▸ **Problem to work on**: What do the lines say from the one containing "Every instance of the stone" to the end of the records? Restate them word for word, and only those.

(Referring expression data)
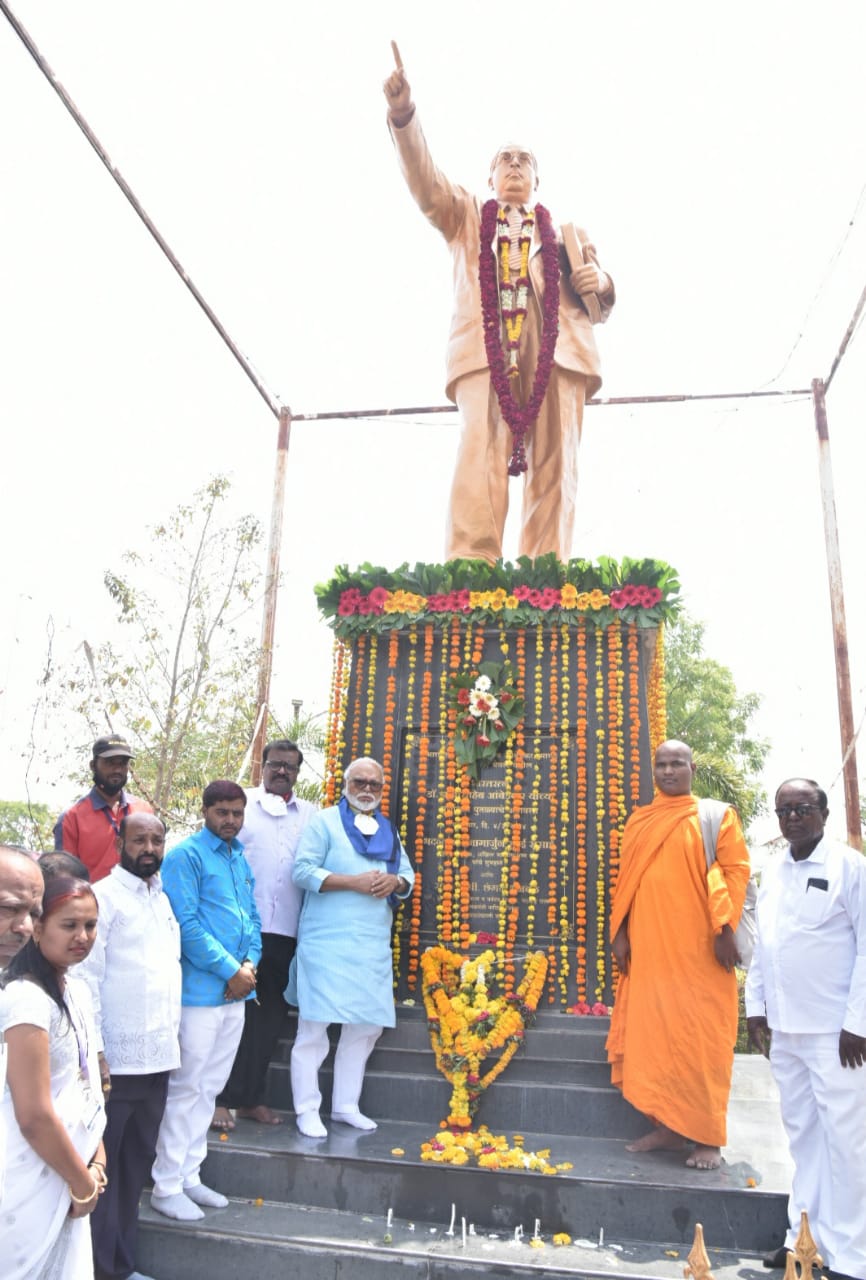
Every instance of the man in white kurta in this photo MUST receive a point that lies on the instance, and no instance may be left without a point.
(133, 973)
(351, 863)
(806, 997)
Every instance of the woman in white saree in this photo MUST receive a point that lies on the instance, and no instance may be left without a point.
(53, 1100)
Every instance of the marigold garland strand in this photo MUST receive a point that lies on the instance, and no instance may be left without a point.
(361, 677)
(553, 818)
(633, 718)
(517, 822)
(655, 696)
(371, 694)
(615, 755)
(421, 810)
(390, 707)
(582, 727)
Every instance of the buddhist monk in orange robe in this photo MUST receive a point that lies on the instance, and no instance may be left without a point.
(674, 1022)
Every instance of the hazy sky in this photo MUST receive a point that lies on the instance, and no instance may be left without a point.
(715, 154)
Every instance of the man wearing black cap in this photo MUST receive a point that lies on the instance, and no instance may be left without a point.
(90, 827)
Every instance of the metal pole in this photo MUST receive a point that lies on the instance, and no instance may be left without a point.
(838, 615)
(271, 588)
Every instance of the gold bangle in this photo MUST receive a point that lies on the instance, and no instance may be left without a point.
(87, 1198)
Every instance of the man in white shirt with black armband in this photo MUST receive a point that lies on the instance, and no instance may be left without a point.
(274, 819)
(134, 978)
(806, 1010)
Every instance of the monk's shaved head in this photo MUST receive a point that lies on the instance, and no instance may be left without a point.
(674, 768)
(674, 745)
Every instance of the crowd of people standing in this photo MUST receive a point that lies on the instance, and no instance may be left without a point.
(182, 964)
(142, 995)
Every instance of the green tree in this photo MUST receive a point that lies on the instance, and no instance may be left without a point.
(179, 680)
(706, 712)
(27, 824)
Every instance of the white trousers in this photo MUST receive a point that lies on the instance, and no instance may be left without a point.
(308, 1052)
(209, 1041)
(824, 1114)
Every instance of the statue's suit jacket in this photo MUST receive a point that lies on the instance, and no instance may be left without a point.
(457, 215)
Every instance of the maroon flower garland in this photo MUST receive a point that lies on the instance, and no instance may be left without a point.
(519, 419)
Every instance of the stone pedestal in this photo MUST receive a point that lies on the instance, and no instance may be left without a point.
(523, 858)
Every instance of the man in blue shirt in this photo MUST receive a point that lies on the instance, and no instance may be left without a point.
(210, 886)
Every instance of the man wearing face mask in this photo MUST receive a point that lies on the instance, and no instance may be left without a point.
(90, 827)
(351, 862)
(137, 950)
(806, 1011)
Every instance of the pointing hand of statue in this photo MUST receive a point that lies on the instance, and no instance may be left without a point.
(398, 92)
(587, 279)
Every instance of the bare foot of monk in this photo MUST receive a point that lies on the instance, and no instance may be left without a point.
(221, 1121)
(261, 1114)
(705, 1157)
(661, 1138)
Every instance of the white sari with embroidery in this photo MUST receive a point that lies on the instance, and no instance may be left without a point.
(39, 1240)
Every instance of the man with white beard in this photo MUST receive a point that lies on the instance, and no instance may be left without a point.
(352, 864)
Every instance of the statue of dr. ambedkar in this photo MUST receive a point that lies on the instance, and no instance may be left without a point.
(521, 353)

▸ **Expected answer**:
Every instance of the stone pedestal in this photo MUST receive a point that lies on the instance, and no instance may be left without a point.
(523, 858)
Every instance of the man in blue shirt in this photo MUST receive a point that lies on the instance, and no instance may be left without a point.
(210, 886)
Every instance of the man wearing face mask in this photo MUST receive a point that lies on the instance, and no instance may be left without a point.
(90, 827)
(351, 862)
(137, 950)
(806, 1011)
Every instance of the pointing hand of statue in this photo MUST receive a point that lies on the instance, and no instance may be left without a point.
(398, 92)
(587, 279)
Every instance of the bare foot of monk in this photo MUST receive a point that lies on the instance, and no instance may be left without a point.
(221, 1121)
(261, 1114)
(705, 1157)
(661, 1138)
Every instance of the white sari with embroidery in this photo MUST receive a point that lies on the instance, and no instance may be left without a point.
(39, 1240)
Every instance of the man with white beard in this photo MUST receive a point that lies on the instance, and no instance may be left without a point.
(352, 864)
Every instance of the statue of dr. ambedkar in this photo MUST receive a point that lies on the instance, and no instance may be left without a point.
(521, 353)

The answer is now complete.